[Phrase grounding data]

>>>>

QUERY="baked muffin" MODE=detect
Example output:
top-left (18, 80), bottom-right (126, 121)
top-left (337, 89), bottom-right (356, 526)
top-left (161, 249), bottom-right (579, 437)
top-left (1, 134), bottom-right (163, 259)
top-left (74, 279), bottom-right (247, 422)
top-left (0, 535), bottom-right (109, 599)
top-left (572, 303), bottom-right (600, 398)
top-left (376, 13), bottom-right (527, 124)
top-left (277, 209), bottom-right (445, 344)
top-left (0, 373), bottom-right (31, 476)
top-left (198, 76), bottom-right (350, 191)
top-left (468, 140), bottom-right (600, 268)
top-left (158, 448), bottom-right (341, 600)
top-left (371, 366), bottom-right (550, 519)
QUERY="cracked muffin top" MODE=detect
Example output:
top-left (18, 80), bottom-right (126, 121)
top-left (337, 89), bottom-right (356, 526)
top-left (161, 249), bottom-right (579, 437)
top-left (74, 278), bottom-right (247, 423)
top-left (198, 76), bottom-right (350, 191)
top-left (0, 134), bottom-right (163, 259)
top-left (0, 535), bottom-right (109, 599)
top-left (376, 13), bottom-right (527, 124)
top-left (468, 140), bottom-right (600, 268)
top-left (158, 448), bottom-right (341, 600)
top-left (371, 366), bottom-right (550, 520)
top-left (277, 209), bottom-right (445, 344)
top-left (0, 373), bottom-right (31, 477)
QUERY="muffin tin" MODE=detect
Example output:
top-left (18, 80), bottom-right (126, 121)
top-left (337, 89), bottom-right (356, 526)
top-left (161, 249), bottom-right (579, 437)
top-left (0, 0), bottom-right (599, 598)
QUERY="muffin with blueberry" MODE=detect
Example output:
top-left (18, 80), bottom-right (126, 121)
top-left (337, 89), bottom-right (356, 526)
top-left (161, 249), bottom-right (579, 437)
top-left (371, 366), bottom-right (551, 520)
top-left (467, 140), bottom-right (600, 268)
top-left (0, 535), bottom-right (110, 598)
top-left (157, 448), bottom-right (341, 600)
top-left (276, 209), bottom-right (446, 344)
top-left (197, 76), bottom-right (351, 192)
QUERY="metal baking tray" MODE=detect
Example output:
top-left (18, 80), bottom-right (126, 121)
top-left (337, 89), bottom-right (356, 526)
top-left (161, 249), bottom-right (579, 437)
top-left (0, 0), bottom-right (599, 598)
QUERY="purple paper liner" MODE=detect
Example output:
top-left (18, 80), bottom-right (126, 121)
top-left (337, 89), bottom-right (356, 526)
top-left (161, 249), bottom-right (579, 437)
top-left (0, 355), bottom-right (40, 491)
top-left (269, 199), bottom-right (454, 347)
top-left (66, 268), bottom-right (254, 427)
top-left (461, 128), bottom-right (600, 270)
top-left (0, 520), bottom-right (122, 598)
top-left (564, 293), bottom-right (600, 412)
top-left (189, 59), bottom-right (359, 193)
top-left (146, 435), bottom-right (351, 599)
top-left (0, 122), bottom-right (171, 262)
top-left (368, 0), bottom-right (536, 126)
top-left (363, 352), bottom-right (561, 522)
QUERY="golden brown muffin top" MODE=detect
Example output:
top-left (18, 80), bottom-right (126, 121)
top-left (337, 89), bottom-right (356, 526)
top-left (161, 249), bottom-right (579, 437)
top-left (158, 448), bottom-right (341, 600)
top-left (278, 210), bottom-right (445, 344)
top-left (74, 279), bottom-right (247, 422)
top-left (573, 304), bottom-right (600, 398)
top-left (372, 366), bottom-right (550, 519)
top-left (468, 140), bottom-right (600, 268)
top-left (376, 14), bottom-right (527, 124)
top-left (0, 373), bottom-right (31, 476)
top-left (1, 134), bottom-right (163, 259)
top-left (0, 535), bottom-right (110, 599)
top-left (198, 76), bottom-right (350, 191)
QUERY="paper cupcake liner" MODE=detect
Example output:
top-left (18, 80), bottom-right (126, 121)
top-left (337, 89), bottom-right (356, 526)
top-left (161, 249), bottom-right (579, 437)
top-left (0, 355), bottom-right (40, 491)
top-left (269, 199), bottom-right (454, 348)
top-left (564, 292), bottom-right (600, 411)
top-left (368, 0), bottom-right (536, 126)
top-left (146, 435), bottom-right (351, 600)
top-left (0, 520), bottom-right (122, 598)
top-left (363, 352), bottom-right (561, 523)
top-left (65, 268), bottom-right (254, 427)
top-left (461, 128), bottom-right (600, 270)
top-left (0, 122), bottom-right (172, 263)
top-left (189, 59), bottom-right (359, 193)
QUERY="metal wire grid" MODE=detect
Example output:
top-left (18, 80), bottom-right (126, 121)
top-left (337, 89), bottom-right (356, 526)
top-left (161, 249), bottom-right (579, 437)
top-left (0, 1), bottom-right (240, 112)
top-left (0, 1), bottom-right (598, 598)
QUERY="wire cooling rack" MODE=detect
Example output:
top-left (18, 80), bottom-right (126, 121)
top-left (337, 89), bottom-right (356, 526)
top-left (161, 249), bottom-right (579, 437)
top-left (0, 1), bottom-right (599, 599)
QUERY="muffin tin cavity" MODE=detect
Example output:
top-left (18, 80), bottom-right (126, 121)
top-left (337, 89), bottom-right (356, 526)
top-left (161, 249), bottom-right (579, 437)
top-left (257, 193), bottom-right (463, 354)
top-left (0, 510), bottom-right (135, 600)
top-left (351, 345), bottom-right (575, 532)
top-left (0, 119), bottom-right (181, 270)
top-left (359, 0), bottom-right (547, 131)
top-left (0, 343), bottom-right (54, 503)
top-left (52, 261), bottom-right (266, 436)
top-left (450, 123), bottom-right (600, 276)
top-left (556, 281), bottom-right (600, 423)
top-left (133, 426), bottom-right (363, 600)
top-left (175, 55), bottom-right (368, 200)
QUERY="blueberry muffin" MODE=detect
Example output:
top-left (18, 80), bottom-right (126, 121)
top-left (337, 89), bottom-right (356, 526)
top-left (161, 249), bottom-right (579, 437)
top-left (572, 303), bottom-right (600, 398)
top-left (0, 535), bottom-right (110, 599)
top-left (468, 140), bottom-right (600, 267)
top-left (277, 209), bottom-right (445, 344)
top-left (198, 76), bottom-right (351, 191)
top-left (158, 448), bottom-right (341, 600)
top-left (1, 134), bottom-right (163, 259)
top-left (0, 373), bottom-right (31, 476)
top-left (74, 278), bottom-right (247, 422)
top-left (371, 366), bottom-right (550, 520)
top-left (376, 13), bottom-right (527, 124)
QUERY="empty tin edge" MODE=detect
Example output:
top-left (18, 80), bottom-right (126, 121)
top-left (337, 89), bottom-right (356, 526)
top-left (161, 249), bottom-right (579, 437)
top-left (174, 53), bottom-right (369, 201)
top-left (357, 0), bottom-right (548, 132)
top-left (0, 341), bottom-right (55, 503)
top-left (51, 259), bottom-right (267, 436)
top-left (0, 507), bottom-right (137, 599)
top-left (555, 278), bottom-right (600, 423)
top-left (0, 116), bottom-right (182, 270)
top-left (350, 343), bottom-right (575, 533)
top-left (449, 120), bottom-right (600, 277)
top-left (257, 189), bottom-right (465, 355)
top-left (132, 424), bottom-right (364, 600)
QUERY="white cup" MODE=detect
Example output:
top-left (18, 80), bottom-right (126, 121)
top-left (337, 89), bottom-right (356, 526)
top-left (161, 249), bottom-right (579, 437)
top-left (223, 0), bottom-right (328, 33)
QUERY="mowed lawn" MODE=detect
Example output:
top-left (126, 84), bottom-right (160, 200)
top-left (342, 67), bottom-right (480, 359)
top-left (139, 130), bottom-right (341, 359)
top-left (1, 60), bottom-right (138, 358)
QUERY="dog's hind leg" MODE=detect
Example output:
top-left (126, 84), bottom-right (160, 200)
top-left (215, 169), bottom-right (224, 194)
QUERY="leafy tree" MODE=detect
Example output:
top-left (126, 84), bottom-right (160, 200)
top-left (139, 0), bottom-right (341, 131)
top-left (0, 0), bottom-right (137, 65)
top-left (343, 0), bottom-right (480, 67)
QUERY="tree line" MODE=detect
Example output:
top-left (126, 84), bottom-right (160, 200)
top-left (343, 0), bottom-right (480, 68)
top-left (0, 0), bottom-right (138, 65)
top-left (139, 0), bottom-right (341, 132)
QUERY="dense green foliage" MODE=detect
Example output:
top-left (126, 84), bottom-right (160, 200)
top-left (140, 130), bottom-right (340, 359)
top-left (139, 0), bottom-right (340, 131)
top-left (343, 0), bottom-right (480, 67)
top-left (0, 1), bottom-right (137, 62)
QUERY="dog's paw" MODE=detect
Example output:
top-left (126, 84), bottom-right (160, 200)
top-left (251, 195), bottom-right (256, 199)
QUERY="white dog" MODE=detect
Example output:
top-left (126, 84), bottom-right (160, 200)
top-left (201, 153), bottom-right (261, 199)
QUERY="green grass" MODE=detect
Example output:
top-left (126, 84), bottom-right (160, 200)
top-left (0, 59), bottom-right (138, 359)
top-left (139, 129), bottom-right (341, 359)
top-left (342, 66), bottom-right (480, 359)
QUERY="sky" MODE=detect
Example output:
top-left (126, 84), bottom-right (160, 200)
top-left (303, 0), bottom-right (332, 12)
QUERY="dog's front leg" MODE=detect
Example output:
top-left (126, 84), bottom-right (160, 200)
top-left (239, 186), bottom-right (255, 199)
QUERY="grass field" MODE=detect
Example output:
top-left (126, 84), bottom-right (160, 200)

<<<<

Work task:
What is needed is the number of lines in these entries that include the word "white"; please give it alone.

Output of the task:
2